Extracted text >>
Few days ago George Okello stated in this very forum that there is no mistrust between Acholi and Langi. He in fact stated that the friendship between Acholi and Langi is great and there is no problem between them. Now here is a piece I have pulled out of the document called “War in Acholi land and its ramifications for peace and security in Uganda” I am quoting from page 29 to page 35. This document  has no name on it but it has organizations from both in Uganda and out of Uganda. It was written to address the insecurity in The North, but also to show how Acholi were born victims and always very innocent people. The very  bad people are Langis. The fact of the matter remains that Acholi and Langi have been with a great divide right from Tanzania, and it is that divide that Museveni targeted and gained from very largely. But it is important as well to realize that at the removal of Obote two government from power, Acholi targeted Langis and murdered very many of them. With that back ground enjoy the reading on the nonsense we have in our dear country.

 

5.2 The Post-Colonial Experience

 

The political blame for this was extended to the “northerners” in general and

to the Acholi in particular because of their presence in Luwero. Prof. Yusuf Lule

was made leader of the NRM for the purpose of whipping up this support in

Buganda.

Political manipulation based on ethnic

and religious differences has become the main means used by the political elite in

Uganda to legitimate themselves in power with particular ethnic groups considered

important in the wielding of political and military power. The manipulation against

the Acholi soldiers was not restricted to the NRM. Some of the people interviewed

in Acholi were of the opinion that Obote had manipulated the Acholi in the Luwero

Triangle for his own political ends. Indeed, as Pain points out, it is true that for his

own political survival he had begun to look at the Acholi officers in the UNLA as

being rather independent of his political motivations and therefore a danger to his

rule. Obote increasingly relied on a small core of his own sub-ethnic group, the Langi officers, to take command of the army.

For instance, Captain Ageta who was a relatively junior officer was put in charge of

a newly created “Reconnaissance unit” that was equipped with mounted guns to

operate within the Central Brigade where Luwero was located. The Acholi

commander Bazilio Okello was in charge of this Brigade, but could not direct

Captain Ageta’s activities. Obote gave Captain Ageta a free hand; very much the

way Major Kakooza Mutale of the Kalangala Action Plan operates today under the

NRM. When Bazilio Okello later discovered that Ageta was engaged in unlawful

activities, he tried to apprehend him, but Brig. Smith Opon Acak (a relative of

Obote) told Okello that Ageta was directly answerable to him as Chief-of-Staff.

This increased the rift between the Acholi and Langi officers in the UNLA, which

complicated the war in the Luwero Triangle. At this time, the commander of the

“Luwero Triangle” operations was Col. Ogole, a non-Acholi officer in the UNLA.

This rift between the Obote core group

and the Acholi officers and men in the army led to their alienation as a group within

the Obote II regime. But what made matters worse was the fact that after the death

of Chief of Staff Oyite Ojok in a suspicious helicopter crash, Obote could not

promote the immediate senior Acholi officers such as Bazilio Okello and Brig.

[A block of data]
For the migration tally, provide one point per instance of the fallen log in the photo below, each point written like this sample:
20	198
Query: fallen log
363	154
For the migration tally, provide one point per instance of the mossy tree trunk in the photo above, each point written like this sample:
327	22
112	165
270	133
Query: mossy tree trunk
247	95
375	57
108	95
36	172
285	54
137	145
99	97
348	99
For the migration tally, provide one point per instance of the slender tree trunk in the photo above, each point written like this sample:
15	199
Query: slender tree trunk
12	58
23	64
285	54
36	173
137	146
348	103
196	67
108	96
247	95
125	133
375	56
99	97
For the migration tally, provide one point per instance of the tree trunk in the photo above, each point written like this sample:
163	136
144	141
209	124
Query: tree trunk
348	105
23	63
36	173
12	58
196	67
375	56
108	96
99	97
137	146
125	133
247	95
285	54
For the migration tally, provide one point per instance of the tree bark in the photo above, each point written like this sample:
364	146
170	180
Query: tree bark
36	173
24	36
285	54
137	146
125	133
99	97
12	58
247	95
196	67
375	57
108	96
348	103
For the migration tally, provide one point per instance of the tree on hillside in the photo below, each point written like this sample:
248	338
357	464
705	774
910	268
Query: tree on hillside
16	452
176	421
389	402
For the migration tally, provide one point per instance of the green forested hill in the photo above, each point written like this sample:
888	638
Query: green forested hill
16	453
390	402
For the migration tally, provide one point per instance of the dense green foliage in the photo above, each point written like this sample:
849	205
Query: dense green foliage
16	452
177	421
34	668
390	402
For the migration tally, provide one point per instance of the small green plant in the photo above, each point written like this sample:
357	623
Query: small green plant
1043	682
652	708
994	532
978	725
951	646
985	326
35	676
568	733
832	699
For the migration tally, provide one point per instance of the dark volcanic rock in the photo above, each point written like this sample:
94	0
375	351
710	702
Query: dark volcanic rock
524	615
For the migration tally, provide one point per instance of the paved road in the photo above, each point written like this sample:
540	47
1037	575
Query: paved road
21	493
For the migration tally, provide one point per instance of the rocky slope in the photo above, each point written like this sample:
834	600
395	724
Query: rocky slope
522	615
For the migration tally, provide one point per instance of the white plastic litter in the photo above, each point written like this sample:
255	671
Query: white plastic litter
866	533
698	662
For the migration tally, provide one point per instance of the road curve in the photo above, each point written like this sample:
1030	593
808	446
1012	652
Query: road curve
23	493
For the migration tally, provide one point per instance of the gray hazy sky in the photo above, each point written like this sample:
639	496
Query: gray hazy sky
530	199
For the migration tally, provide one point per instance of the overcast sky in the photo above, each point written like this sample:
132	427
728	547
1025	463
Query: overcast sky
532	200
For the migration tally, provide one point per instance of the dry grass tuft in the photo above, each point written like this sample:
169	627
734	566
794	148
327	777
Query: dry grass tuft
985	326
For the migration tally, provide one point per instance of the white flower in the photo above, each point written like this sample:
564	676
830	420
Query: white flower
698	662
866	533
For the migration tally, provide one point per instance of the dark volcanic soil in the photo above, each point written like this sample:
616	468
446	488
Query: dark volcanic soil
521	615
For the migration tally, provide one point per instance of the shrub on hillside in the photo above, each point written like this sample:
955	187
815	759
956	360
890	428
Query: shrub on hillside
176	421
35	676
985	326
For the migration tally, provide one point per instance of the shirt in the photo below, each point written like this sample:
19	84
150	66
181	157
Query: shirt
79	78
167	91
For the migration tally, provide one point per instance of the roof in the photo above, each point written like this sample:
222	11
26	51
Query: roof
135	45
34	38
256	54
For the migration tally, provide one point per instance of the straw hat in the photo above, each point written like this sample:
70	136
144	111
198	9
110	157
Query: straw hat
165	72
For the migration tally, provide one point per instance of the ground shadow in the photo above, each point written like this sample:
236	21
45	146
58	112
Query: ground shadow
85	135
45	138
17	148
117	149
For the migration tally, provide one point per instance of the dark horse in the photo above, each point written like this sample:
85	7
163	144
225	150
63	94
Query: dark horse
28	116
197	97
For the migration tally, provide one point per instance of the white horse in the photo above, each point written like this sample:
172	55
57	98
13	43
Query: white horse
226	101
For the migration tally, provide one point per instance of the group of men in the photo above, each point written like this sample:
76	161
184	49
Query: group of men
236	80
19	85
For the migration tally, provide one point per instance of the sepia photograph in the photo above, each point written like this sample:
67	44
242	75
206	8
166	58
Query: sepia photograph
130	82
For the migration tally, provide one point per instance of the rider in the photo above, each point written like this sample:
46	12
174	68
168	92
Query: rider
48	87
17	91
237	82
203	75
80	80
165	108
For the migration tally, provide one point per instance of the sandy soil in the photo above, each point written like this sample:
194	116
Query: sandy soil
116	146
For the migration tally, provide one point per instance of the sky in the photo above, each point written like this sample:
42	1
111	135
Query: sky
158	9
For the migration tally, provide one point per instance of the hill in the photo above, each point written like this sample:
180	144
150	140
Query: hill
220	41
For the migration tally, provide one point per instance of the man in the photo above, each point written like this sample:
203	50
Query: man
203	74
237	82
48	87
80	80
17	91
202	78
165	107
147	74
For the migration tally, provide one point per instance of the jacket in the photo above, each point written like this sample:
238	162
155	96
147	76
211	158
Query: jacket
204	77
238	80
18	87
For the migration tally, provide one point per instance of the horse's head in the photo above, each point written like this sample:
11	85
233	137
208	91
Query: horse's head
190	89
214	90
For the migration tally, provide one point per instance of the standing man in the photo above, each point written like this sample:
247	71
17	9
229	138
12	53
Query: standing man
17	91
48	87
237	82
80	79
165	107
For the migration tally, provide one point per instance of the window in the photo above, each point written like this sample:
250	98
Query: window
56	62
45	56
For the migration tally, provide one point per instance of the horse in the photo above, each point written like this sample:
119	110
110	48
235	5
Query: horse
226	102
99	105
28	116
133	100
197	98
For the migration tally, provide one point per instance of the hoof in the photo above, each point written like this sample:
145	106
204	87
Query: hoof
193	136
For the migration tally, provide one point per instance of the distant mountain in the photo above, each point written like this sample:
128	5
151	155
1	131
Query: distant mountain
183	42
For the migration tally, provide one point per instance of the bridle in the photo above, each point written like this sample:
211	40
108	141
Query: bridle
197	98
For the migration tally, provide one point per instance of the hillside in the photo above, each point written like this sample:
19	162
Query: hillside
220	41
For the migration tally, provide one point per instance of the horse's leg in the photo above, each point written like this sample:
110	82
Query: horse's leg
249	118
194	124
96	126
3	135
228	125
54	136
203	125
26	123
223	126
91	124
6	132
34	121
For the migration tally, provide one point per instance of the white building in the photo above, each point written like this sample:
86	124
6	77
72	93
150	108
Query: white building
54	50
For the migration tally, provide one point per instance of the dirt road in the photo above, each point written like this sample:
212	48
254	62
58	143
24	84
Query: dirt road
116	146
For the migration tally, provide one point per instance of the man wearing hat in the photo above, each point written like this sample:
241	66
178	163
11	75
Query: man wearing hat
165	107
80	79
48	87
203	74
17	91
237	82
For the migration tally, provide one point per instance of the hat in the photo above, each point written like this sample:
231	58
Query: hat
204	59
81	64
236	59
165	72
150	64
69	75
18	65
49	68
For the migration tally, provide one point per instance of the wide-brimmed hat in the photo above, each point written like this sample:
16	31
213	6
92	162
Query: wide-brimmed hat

Task details >>
From the post about Acholi and Langi relations, return word for word the part that opens with the words containing "NRM. When Bazilio" and closes with "him as Chief-of-Staff.".

Answer for this exercise >>
NRM. When Bazilio Okello later discovered that Ageta was engaged in unlawful

activities, he tried to apprehend him, but Brig. Smith Opon Acak (a relative of

Obote) told Okello that Ageta was directly answerable to him as Chief-of-Staff.